O coringa se encaixa em todas as posições, podendo compor pares e opostos. Ele pode simbolizar a todas as outras cartas, porém continua sendo o que é: um coringa e não as outras cartas. Tem o poder de assumir todas as composições em um jogo, valendo o que qualquer carta vale, substituindo-a, sem perder seu valor próprio ou a capacidade de simbolizar uma carta diferente noutra composição. Todo coringa é único, nunca um é igual a outro, o que equivale a fórmula nenhum ser humano é igual ao outro.

Diz Bakhtin (2002) que o homem (ou mulher) nunca coincide consigo mesmo (a). A ele (a) não se pode aplicar a fórmula de identidade de A é idêntico (a) a B. E isso simboliza a inconclusividade do ser, compreendendo os lugares de interlocução e identidades culturais que nos são atribuídos, aos quais negociamos dentro de uma elipse que esse genérico permite. Militantes ciganos utilizam a estratégia da invisibilidade, da visibilidade e da hipervisibilidade, como elementos de negociação, articulados a outros fatores, para fortalecer os seus lugares de interlocução.

Um exemplo comunicacional dessa tática são as articulações que o movimento cigano realiza junto a veículos da mídia tradicional, para atuar divulgando informações ou notícias acerca das culturas e identidades ciganas, além de suas demandas políticas e sociais. Ou utilizam as redes sociais para o mesmo fim, além de denunciar racismos e opressões. Há inclusive uma disputa entre as várias associações ciganas em torno da visibilidade própria de cada instituição. 

Outro exemplo científico é o meu caso, que propus esse diálogo de forma acadêmica, como pesquisador do meu próprio universo cultural, em que a carta do coringa se expressa nas múltiplas identidades que habitam o meu ser: cigano Calon, brasileiro, profissional da comunicação e saúde, artista e ativista. Todavia, não garante melhores lugares discursivos, mas são formas de tornar a luta conhecida, sensibilizando outras instâncias, como o próprio Estado, com quem vem dialogando ativamente.
--------------------------------
**Tarefas a fazer:**
a. Cite literalmente a passagem do trecho sobre o coringa que vai de "Outro exemplo científico" a "vem dialogando ativamente.".
b. Diga se cada afirmação concorda com o trecho sobre o coringa e as identidades ciganas, respondendo sim ou não e citando as palavras decisivas do texto: (i) Um coringa pode ser igual a outro. (ii) Militantes ciganos recorrem à invisibilidade, à visibilidade e à hipervisibilidade como elementos de negociação. (iii) As associações ciganas disputam entre si a visibilidade de cada instituição.
c. Dê a continuação do trecho sobre o coringa e as identidades ciganas a partir do ponto em que ele termina.
O material que vem depois deste trecho provém de outra fonte.

**Linhas de dados:**
--------------------------------
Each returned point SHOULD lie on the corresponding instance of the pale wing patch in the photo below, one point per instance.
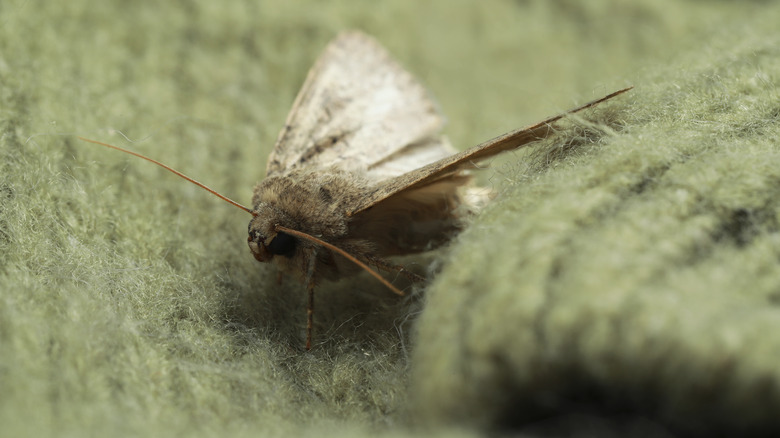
--------------------------------
**Respostas por tarefa:**
a.
Outro exemplo científico é o meu caso, que propus esse diálogo de forma acadêmica, como pesquisador do meu próprio universo cultural, em que a carta do coringa se expressa nas múltiplas identidades que habitam o meu ser: cigano Calon, brasileiro, profissional da comunicação e saúde, artista e ativista. Todavia, não garante melhores lugares discursivos, mas são formas de tornar a luta conhecida, sensibilizando outras instâncias, como o próprio Estado, com quem vem dialogando ativamente.

b.
(i) Não: "Todo coringa é único, nunca um é igual a outro".
(ii) Sim: "Militantes ciganos utilizam a estratégia da invisibilidade, da visibilidade e da hipervisibilidade, como elementos de negociação".
(iii) Sim: "Há inclusive uma disputa entre as várias associações ciganas em torno da visibilidade própria de cada instituição."

c.
Por Aluízio de Azevedo - Assessor para Ciência e Comunicação da AEEC-MT, doutor em informação, comunicação e saúde (Fiocruz), técnico em comunicação social - jornalista do Ministério da Saúde

Texto publicado originalmente no E-Book "Olhare Sobre Educação" (páginas 40-45). Disponível em: https://bvsms.saude.gov.br/bvs/publicacoes/olhares_sobre_educacao_1ed.pdf  

REFERÊNCIAS

BAKHTIN, M. Marxismo e Filosofia da Linguagem. São Paulo: Ed. Hucite: 2002.

SANTOS, B.S. Para além do pensamento abissal: das linhas globais a uma ecologia de saberes. In: Santos B.S e Meneses M.P. (org). Epistemologias do Sul. São Paulo: Cortez, 2010. p. 31-83. 

SANTOS, B.S. Para um novo senso comum: a ciência, o direito e a política na transição paradigmática. 4a. São Paulo: Ed. Cortez, 2002.

SILVA JÚNIOR, A. A. (2018). Produção Social de Sentidos em Processos Interculturais de Comunicação e Saúde: a apropriação das políticas públicas de saúde para ciganos no Brasil e em Portugal. (Doutorado em Informação, Comunicação e Saúde). Programa de Pós-Graduação em Informação e Comunicação em Saúde, ICICT, FIOCRUZ. Disponível em: https://www.arca.fiocruz.br/handle/icict/33131. Acesso em: 31/05/2019.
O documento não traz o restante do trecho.